Given records:
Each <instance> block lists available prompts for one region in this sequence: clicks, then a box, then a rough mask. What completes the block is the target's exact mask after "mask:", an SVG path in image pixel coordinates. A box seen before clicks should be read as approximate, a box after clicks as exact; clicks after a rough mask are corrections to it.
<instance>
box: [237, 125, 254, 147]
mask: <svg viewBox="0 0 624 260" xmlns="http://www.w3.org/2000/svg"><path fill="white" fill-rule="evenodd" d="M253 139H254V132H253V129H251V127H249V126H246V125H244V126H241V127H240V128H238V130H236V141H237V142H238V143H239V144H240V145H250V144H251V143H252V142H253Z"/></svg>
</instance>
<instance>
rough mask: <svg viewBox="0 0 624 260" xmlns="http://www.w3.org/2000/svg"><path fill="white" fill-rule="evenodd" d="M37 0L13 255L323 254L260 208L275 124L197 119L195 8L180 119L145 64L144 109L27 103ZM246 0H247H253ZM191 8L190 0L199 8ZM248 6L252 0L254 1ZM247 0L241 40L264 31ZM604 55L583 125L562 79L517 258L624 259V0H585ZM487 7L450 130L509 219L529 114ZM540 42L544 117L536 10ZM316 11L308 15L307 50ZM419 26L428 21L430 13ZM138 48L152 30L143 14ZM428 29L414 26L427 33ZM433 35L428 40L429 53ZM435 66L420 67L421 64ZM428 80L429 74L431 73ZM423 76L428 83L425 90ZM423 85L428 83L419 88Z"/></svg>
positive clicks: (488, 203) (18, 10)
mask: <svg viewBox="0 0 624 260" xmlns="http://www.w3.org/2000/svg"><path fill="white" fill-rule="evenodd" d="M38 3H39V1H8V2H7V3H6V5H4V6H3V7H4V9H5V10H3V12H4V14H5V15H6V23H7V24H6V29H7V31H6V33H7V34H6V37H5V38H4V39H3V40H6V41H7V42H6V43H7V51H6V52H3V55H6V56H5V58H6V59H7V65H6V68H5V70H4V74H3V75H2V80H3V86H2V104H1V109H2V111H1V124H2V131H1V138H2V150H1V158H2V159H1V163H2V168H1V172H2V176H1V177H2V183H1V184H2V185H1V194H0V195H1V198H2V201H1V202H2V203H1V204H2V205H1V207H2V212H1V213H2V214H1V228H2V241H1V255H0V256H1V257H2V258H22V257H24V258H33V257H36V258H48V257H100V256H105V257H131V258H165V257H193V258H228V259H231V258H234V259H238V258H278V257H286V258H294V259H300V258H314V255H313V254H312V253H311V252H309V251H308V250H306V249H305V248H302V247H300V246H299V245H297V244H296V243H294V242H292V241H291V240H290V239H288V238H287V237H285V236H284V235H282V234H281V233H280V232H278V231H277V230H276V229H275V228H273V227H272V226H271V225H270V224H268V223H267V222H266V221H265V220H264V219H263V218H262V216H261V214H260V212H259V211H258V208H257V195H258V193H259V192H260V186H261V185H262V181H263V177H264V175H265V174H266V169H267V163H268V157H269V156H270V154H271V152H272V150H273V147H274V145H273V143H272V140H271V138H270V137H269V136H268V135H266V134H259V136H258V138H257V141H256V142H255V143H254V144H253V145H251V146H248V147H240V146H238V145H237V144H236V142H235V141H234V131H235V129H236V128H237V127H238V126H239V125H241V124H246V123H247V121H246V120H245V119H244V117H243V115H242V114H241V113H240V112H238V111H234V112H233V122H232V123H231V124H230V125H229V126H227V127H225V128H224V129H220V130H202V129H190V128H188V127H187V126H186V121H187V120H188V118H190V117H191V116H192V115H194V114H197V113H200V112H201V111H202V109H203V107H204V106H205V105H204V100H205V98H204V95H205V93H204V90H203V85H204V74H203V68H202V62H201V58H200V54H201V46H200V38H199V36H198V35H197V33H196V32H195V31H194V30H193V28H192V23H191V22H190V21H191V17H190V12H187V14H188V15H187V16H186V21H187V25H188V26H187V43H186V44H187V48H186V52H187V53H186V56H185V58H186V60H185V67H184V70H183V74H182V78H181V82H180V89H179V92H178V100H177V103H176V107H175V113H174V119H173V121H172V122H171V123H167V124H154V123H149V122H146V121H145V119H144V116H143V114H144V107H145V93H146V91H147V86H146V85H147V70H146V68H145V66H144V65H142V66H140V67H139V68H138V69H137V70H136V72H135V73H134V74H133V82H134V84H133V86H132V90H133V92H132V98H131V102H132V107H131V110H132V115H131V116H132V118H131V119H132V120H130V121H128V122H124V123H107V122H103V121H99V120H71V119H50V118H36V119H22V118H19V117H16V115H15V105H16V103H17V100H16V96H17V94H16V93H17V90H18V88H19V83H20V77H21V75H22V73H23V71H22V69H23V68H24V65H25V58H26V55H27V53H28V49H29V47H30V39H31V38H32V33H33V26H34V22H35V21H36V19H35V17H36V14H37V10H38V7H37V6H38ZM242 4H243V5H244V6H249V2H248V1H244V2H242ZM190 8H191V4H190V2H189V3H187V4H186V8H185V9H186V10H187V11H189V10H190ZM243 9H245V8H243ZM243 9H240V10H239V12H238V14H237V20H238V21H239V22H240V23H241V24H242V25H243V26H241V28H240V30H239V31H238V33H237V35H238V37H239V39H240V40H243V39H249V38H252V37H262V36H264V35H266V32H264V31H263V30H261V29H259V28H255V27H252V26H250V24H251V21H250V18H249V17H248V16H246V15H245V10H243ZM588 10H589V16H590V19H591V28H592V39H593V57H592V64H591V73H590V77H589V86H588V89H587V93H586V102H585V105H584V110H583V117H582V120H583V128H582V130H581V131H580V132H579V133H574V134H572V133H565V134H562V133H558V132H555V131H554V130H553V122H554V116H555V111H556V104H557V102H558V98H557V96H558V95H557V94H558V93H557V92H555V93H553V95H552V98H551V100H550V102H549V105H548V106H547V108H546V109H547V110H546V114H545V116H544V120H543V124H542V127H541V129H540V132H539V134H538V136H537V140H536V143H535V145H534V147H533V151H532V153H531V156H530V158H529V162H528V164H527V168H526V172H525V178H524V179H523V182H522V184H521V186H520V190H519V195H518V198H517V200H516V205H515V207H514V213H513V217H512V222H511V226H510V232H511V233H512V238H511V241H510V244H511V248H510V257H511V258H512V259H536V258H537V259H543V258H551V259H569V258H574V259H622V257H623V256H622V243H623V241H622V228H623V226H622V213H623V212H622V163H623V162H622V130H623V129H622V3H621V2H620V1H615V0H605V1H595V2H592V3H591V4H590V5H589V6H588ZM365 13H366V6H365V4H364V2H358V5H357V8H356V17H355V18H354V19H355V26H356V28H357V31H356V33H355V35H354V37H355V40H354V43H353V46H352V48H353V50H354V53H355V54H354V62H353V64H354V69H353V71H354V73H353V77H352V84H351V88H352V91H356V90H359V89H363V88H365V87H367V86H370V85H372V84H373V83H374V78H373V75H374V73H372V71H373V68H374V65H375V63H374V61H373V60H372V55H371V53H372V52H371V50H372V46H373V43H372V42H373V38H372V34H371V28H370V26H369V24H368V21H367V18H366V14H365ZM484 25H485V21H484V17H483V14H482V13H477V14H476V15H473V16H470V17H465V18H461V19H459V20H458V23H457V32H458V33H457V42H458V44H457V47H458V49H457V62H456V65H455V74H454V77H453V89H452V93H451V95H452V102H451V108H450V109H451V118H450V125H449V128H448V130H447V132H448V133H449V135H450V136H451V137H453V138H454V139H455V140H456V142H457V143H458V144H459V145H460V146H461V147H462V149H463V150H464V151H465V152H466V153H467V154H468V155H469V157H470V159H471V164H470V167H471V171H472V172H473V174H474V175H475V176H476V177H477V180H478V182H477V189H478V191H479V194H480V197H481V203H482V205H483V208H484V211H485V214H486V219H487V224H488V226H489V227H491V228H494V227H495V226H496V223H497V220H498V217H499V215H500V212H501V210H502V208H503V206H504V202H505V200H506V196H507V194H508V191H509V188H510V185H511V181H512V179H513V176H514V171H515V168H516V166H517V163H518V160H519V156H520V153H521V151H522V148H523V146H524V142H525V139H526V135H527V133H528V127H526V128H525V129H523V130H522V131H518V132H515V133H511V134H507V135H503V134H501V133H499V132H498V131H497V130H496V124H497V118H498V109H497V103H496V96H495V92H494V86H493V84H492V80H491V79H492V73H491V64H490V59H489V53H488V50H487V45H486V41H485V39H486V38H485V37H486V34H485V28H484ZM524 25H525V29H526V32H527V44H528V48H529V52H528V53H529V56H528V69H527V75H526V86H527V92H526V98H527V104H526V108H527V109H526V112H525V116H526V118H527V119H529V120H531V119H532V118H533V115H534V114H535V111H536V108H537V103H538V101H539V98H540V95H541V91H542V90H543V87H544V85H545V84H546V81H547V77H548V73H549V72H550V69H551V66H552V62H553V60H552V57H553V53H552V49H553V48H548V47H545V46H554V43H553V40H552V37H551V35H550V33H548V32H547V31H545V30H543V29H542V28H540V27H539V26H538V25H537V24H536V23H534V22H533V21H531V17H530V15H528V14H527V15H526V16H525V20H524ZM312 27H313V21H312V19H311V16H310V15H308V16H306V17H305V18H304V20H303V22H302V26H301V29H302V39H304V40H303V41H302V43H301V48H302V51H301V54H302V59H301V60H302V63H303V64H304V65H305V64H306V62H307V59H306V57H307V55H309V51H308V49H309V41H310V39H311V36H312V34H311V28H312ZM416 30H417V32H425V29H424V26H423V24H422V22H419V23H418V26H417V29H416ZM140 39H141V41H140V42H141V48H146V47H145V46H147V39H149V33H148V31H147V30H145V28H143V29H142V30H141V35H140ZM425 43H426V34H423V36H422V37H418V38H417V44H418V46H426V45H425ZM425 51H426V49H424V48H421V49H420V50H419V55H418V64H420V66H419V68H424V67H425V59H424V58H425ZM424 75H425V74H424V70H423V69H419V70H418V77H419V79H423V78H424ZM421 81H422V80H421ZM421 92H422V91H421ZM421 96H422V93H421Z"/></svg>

Instruction:
Write out the material unchanged, from its first line through the line containing "box: [237, 125, 254, 147]", including both of those lines.

Solved problem:
Each <instance> block lists available prompts for one region in this sequence: clicks, then a box, then a rough mask. What completes the block is the target's exact mask after "mask:", an SVG path in image pixel coordinates. A box seen before clicks should be read as approximate, a box after clicks as exact; clicks after a rough mask are corrections to it.
<instance>
box: [237, 125, 254, 147]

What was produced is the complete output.